WHAT NEEDS TO BE DONE
What is needed is an exact copy of the entries below, from the line that contains "Please help me find the number" through the final line, both included, and nothing else.

--- Start of SUPPLIED MATERIAL ---

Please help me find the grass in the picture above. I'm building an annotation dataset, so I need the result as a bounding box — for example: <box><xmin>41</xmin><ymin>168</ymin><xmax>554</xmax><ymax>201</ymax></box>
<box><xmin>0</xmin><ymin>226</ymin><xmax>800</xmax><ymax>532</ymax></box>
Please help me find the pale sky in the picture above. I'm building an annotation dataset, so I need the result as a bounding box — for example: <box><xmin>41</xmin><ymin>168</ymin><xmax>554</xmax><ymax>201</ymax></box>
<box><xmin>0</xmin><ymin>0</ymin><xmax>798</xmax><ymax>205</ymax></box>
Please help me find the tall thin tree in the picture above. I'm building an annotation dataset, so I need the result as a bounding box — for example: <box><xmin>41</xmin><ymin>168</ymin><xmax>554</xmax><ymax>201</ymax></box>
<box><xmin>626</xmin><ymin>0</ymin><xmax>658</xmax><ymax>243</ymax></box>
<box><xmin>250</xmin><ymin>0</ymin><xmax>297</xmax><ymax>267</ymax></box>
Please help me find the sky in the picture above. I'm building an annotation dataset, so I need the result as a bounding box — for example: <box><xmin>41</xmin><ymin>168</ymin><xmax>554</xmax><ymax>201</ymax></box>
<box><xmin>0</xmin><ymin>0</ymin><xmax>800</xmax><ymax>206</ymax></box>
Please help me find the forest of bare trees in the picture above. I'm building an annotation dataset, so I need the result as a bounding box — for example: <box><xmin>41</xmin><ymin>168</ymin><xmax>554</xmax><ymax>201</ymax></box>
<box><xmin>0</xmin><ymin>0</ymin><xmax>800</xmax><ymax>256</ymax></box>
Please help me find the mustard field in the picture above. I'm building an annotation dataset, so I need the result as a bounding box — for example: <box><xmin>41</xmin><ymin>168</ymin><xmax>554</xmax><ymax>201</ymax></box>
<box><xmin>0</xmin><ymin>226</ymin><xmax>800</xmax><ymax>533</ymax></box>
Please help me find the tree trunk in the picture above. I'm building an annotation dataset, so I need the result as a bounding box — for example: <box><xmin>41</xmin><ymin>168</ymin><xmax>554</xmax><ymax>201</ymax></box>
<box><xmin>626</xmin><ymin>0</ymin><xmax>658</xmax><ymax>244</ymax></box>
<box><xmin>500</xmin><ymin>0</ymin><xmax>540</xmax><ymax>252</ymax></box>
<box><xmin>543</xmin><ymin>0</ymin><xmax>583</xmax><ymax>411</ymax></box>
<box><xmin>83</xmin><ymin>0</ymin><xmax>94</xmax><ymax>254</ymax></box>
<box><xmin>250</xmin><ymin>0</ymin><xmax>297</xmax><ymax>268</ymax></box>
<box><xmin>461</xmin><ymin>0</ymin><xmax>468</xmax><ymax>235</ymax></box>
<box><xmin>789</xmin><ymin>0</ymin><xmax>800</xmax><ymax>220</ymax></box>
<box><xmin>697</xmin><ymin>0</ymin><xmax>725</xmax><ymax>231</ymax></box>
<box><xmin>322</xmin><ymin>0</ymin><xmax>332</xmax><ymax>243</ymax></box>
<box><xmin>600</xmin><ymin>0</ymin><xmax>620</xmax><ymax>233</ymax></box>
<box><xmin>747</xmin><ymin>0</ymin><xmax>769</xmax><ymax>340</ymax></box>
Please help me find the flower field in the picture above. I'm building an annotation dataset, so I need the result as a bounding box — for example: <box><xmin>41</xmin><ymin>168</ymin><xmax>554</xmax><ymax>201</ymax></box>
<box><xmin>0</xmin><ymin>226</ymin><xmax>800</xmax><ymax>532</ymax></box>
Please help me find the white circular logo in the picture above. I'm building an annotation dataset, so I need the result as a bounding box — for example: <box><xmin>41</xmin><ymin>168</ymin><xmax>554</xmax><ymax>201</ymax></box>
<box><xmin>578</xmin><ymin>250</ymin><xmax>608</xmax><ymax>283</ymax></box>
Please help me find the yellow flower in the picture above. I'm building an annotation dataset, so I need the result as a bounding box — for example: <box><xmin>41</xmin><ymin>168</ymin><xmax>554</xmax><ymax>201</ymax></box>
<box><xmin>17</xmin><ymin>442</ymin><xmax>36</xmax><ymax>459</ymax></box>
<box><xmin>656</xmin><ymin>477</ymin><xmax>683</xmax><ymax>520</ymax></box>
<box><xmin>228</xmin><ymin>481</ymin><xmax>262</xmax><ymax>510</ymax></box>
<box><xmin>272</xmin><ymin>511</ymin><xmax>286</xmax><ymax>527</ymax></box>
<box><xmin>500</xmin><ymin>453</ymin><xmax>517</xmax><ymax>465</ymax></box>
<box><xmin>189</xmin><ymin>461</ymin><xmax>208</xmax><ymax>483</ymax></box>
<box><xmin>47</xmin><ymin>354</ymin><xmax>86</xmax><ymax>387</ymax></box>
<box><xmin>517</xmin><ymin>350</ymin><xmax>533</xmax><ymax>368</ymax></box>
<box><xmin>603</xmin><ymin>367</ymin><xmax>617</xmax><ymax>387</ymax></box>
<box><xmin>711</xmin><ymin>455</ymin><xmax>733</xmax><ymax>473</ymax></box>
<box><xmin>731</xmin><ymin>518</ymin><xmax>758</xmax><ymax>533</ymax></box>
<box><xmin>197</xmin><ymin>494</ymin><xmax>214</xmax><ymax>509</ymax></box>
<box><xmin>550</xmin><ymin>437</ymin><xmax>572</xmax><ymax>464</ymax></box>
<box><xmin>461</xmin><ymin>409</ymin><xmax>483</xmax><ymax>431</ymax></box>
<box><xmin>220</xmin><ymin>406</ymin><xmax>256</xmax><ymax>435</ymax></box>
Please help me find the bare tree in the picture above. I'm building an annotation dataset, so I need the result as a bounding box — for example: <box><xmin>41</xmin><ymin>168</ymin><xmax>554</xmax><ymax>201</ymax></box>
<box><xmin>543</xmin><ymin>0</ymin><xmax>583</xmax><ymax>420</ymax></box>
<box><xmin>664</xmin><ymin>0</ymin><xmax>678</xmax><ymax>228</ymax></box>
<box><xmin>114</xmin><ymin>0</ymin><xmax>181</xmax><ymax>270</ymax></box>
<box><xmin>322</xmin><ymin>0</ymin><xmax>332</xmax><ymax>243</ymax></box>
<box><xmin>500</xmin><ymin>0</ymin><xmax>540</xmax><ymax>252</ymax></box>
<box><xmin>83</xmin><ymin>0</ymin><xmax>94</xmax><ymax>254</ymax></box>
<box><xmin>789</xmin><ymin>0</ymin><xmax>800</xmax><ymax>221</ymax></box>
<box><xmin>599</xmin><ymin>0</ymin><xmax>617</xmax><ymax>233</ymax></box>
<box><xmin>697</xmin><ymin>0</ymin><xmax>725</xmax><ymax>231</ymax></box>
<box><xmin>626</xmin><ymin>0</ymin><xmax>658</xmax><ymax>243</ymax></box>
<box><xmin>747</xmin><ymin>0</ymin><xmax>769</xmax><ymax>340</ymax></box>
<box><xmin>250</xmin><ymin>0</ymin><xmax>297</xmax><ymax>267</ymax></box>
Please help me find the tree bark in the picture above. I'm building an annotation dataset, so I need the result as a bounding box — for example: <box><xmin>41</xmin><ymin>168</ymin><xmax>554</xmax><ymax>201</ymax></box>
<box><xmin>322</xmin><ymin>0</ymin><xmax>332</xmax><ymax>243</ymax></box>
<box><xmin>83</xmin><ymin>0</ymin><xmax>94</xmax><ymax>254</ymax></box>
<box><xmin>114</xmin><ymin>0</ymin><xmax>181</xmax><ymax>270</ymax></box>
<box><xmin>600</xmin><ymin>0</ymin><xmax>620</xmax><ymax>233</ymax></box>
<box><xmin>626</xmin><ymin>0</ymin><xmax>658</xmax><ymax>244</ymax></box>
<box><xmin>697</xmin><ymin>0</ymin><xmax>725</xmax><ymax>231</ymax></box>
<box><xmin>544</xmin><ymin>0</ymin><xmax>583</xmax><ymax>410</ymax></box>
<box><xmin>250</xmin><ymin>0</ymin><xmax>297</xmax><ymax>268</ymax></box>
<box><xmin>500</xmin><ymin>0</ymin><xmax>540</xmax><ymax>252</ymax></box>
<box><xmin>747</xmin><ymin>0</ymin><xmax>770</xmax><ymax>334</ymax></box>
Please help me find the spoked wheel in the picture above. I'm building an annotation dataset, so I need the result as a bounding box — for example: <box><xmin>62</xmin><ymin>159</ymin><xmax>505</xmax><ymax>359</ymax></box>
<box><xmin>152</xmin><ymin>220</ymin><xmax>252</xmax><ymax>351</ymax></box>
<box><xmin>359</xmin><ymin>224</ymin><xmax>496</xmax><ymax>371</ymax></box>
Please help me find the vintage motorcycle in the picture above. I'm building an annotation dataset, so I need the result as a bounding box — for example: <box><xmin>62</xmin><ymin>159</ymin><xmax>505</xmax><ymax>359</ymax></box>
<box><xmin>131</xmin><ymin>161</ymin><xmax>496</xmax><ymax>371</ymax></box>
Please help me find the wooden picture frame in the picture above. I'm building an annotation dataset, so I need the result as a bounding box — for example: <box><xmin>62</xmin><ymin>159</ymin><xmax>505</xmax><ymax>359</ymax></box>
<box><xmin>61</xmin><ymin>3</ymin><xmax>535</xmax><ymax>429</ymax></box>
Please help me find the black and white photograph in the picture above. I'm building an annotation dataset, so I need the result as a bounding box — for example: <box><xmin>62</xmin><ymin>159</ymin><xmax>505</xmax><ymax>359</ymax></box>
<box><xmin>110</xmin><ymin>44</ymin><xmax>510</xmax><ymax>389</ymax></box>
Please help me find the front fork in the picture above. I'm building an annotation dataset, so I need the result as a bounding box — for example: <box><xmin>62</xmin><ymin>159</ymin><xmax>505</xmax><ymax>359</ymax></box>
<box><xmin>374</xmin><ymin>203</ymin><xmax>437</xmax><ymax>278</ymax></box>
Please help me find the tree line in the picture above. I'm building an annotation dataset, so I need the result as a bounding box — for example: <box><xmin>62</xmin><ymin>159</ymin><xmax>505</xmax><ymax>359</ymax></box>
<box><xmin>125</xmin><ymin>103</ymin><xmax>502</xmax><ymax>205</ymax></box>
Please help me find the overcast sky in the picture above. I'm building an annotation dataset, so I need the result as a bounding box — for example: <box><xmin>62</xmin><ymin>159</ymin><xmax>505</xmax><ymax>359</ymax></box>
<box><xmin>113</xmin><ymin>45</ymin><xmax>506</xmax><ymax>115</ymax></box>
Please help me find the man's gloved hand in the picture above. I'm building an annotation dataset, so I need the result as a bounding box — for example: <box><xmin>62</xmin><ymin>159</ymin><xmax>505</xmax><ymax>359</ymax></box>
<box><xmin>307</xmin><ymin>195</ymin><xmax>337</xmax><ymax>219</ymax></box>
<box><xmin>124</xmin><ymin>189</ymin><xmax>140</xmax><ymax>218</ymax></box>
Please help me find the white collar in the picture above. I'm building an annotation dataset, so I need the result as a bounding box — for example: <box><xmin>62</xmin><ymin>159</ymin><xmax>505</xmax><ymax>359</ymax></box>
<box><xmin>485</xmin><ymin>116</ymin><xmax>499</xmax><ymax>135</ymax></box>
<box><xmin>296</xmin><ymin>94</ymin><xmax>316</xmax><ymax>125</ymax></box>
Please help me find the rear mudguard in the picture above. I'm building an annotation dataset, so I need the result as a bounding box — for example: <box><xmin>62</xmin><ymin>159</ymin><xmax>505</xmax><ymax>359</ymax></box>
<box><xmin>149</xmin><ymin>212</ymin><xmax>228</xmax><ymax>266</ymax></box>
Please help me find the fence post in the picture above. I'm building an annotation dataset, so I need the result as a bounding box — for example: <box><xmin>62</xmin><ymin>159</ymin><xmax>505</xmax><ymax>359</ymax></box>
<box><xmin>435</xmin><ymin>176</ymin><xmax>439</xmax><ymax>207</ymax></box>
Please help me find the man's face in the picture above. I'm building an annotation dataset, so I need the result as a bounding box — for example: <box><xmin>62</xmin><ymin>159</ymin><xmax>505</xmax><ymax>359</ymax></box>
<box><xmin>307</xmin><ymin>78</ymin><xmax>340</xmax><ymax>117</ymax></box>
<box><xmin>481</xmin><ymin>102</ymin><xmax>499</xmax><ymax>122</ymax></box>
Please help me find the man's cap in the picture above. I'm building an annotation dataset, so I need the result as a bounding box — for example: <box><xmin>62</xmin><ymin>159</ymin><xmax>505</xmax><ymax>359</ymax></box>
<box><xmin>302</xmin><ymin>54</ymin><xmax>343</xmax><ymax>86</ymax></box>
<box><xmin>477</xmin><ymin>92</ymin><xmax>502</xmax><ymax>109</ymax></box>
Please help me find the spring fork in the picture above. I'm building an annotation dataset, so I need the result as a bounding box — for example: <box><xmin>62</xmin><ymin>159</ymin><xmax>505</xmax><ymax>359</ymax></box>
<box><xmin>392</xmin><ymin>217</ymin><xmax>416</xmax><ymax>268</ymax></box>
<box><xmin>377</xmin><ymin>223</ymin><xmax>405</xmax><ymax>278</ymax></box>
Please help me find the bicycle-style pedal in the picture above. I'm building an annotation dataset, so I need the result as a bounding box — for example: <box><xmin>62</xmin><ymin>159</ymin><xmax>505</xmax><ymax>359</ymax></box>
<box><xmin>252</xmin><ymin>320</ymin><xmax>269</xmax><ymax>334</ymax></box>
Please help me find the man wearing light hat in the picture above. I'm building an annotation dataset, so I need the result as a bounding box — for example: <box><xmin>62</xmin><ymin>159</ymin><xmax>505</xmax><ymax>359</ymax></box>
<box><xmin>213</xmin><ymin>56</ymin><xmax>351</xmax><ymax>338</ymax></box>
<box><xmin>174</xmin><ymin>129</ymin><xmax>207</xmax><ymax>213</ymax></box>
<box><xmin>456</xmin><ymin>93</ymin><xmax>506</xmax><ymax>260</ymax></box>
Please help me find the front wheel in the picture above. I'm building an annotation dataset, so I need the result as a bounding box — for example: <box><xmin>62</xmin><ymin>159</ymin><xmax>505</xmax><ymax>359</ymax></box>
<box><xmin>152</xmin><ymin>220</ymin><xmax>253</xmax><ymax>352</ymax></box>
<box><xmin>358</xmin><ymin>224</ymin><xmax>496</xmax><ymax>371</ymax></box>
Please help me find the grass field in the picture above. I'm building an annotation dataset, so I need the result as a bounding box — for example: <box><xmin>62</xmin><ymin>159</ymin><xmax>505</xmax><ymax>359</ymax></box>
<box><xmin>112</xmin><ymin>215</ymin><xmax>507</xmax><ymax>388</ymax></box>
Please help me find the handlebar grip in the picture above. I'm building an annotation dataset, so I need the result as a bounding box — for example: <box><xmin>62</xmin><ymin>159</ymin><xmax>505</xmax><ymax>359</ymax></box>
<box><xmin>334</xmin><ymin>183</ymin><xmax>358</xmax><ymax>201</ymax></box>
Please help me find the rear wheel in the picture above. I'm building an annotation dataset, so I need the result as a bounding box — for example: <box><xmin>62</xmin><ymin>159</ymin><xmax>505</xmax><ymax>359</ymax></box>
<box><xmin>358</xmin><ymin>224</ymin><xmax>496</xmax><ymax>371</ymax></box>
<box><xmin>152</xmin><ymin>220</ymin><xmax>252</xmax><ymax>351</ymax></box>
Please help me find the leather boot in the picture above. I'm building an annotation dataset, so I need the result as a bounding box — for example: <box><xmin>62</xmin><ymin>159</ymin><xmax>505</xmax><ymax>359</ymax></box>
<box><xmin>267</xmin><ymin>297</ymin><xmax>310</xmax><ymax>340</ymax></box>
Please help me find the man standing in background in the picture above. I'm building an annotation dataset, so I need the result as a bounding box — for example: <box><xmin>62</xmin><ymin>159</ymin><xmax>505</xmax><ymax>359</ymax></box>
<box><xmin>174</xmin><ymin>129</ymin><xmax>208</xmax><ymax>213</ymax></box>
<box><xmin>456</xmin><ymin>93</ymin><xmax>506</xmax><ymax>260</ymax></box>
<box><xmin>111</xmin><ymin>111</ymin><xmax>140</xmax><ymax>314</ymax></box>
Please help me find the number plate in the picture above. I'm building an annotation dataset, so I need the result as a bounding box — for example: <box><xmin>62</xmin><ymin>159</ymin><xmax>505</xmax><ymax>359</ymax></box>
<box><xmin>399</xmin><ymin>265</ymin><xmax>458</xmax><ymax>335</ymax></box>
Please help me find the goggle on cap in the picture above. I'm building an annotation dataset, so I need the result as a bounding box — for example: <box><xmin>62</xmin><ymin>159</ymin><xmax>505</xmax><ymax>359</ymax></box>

--- End of SUPPLIED MATERIAL ---

FULL ANSWER
Please help me find the number plate in the picture above. I'm building an annotation dataset, so I need the result as a bounding box — for example: <box><xmin>62</xmin><ymin>159</ymin><xmax>505</xmax><ymax>359</ymax></box>
<box><xmin>399</xmin><ymin>265</ymin><xmax>458</xmax><ymax>335</ymax></box>
Please help me find the goggle on cap in the picture above. I'm building an annotation dataset, so I need the result as a bounding box — for example: <box><xmin>62</xmin><ymin>159</ymin><xmax>505</xmax><ymax>359</ymax></box>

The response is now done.